**Exercise**
Continue the piece below on "The Crown" and the British royal family, starting right after its last sentence.

**Given passage**
“The Crown” and what the royal family would like us to forget
Over the past seven years, “The Crown” has been criticized by numerous prominent Britons on behalf of their royal family.
After former Prime Minister John Major described the show as a “barrelload of nonsense,” and actress Judi Dench — who is friends with Queen Camilla — accused it of “crude sensationalism” in 2022, Netflix labeled the show a “fictional dramatization.” But these complaints misunderstood the sprawling drama’s appeal for many British fans and, for the real royal family, its usefulness.
The show has never been about revealing anything new. Instead, it has resurfaced what the royal family would most like us to forget. “The Crown” has, over six seasons, spoken to several furtive British truths: the public perception of the monarchy, the selfpreservation strategies of a
family preoccupied with becoming irrelevant and the family’s rigorous quashing of internal dissent.
The glossy dramatization of these truths is partly why the popularity of “The Crown” has endured, finding an audience in Britain even among people who want to end the monarchy or are indifferent to it. I am one of the former.
On the show’s premiere in 2016, I was captivated by Claire Foy’s depiction of a
young Elizabeth thrust onto the throne prematurely following tragedy, entertained by Olivia Colman’s more confident queen who had more challenging relationships with her prime ministers, and have stayed loyal to her story as Imelda Staunton closes off “The Crown” as a pious matriarch and meddling parent.
Much of the show has been devoted to the royals’ romantic woes, but over the years I have been more interested in its depiction of the extent the crown will go to protect its power and traditions.
This was clear in episodes in which Elizabeth, as a princess, traveled to Kenya to try to counter the country’s independence movement (Season 1); the family hid the queen’s disabled cousins, Nerissa and Katherine Bowes-lyon, in an institution (Season 4); and a 20-year- old Diana becomes trapped in a loveless marriage so that the future king can have a chasteseeming bride (Season 4).
Still, the show has often neglected to explore the monarchy’s true wealth and political influence. The crown’s real estate portfolio is valued at 16.5 billion pounds ($21 billion), and the monarch enjoys a broad exemption from most taxes, as well as many other laws.

**Available data**
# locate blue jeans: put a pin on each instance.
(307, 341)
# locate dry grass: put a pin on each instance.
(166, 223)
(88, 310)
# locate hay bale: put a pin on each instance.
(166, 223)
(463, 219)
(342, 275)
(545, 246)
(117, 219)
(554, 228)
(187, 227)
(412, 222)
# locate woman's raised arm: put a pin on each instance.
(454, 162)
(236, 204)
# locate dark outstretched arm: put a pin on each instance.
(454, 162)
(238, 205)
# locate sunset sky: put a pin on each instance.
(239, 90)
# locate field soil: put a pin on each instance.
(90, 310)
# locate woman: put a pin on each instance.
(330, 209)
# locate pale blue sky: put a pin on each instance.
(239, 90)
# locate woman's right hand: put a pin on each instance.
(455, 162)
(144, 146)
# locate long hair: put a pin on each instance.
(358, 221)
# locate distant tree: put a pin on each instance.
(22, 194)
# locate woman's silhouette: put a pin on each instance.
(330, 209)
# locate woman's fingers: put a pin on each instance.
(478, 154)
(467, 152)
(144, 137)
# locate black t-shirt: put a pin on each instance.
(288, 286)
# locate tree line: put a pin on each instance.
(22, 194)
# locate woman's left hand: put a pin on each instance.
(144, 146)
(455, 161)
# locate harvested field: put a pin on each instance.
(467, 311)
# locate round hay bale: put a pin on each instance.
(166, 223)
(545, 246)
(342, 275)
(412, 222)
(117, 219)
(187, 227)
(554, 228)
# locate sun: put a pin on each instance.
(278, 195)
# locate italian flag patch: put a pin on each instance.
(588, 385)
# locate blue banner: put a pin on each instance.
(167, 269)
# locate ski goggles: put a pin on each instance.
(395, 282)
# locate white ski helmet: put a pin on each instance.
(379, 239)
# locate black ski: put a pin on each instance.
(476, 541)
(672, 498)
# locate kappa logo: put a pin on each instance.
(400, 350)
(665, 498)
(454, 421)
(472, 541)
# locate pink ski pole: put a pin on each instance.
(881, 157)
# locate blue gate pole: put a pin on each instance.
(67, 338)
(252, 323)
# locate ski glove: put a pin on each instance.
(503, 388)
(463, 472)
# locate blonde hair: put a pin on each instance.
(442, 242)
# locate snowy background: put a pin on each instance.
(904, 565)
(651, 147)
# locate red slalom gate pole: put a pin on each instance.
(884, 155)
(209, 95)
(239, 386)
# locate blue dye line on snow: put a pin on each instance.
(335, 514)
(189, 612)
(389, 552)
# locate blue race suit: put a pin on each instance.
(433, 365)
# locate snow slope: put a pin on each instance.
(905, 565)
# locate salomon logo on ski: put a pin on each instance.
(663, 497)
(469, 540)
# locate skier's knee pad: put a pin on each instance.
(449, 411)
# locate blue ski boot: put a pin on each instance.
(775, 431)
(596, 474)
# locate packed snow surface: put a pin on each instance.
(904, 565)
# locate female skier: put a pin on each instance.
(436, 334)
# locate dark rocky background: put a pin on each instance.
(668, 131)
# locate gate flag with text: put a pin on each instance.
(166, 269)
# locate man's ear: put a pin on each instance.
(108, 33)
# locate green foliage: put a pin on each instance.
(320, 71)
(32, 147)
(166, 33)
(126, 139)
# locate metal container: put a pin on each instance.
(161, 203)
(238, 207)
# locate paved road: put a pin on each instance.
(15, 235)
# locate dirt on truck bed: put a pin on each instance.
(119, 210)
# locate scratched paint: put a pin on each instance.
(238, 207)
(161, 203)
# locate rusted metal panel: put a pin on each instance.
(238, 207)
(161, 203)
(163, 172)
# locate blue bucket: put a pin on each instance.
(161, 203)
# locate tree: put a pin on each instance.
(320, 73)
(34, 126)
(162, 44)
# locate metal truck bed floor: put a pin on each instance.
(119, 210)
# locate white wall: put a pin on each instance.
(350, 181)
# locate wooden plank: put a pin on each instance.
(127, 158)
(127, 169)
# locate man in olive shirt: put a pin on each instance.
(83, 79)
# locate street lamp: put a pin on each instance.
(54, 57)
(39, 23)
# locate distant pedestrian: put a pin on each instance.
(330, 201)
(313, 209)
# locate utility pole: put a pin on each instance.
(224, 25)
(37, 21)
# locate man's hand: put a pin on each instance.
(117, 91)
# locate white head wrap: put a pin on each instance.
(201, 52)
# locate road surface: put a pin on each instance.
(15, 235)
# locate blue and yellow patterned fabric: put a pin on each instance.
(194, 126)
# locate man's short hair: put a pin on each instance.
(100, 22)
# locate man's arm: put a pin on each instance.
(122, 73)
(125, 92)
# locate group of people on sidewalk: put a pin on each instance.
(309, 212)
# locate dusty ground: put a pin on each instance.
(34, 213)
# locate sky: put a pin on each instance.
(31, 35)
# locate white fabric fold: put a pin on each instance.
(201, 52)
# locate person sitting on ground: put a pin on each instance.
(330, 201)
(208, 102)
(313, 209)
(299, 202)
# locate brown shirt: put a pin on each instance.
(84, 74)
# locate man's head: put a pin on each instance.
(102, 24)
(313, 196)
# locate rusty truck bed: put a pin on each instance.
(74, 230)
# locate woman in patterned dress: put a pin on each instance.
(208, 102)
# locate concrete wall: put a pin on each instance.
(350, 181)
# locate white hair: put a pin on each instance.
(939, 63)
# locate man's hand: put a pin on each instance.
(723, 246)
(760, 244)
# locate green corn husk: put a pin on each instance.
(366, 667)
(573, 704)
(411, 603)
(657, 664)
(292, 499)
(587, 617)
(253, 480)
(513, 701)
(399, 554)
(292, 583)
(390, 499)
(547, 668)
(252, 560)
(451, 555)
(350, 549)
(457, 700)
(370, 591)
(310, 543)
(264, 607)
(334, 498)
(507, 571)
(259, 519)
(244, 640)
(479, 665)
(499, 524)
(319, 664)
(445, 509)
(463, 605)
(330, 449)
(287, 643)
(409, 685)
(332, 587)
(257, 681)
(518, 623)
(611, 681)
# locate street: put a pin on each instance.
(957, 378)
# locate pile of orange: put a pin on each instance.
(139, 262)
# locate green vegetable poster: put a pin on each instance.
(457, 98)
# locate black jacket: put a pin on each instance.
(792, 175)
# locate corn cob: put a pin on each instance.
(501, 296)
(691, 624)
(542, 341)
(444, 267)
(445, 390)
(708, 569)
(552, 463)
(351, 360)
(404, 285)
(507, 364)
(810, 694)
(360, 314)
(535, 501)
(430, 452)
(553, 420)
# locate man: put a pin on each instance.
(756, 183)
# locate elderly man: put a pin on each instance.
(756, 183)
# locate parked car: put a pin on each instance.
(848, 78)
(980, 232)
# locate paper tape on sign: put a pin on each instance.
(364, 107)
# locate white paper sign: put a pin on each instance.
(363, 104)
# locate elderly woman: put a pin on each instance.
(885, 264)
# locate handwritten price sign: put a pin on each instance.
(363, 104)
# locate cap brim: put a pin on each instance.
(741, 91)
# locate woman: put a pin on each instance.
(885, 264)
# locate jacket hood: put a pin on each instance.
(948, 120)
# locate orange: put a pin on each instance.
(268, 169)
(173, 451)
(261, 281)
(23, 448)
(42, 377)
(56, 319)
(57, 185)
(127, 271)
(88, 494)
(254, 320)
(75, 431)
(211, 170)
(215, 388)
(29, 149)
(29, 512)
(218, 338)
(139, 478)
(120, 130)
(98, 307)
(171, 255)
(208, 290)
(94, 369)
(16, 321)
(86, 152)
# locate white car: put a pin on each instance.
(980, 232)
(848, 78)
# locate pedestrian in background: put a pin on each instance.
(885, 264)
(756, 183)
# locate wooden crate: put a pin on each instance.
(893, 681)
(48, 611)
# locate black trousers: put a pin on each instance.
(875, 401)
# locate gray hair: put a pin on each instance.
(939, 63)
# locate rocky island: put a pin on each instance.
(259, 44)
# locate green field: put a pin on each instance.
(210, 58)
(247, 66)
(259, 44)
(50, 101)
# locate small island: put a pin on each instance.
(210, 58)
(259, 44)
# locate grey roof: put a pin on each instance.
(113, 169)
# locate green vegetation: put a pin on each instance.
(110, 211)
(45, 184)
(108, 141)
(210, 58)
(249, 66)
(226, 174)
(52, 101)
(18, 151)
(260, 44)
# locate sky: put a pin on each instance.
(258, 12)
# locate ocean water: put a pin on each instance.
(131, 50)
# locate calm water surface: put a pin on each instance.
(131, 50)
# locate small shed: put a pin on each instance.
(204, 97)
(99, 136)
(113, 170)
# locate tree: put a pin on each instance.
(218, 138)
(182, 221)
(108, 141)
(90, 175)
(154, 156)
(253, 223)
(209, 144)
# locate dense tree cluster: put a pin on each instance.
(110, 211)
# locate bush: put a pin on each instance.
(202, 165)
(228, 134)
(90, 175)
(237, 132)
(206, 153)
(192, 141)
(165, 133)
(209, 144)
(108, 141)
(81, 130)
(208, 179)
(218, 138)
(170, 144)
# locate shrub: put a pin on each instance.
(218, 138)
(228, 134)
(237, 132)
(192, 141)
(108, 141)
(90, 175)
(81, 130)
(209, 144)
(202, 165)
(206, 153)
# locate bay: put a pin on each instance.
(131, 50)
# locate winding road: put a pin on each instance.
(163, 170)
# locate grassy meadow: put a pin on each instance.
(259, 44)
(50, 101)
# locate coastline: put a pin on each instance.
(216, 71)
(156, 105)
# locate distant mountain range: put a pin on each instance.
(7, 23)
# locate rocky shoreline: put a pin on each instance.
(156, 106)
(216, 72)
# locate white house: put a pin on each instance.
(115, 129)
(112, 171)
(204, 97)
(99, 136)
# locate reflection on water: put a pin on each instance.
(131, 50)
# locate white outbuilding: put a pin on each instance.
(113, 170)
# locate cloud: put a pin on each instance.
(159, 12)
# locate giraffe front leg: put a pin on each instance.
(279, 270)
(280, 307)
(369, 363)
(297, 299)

**Answer area**
In Britain, what the public sees of the royal family is carefully stage-managed. The “Palace,” as the royal institution is known, would like us to know the family through their carefully curated charity work, patronage, garden parties, weddings and jubilees.
Perhaps it is no surprise that anonymous sources have relayed accounts of the royal family being upset by a show that dramatizes moments they would rather forget. But this doesn’t take into account the degree to which “The Crown” has humanized the people sitting at the top of Britain’s rigid class system.
Louis Staples, a Harper’s Bazaar columnist and frequent commenter on “The Crown,” points out that, these days, “intimacy is one of the most valuable currencies in our culture. When people share with us deeply enough — their flaws, their failures, their ups and downs — we form a connection with them.”
Queen Elizabeth was famous for not sharing the messy, human and emotional parts of herself with her public, and for encouraging the rest of her family to do the same. The public relations strategy “never complain, never explain,” holds that silence is dignified and public expression damaging.
But story lines on “The Crown” — like the suggestion of infidelity between Prince Philip and Penelope Knatchbull or young William and Harry’s heartache after losing their mother — may have served to humanize people generally kept at a distance from the public.
Given that the real existential threat to the royal family is not public hatred, but total irrelevance — especially since the queen’s death — “The Crown” has given the Windsors an invaluable kind of outreach, even if they have had to swallow it like bitter medicine.
Once the show has ended and viewers are no longer gripped by discovering the ( yes, fictionalized) stories of the real people behind the on- screen characters, the royal family might find themselves wishing for one more season.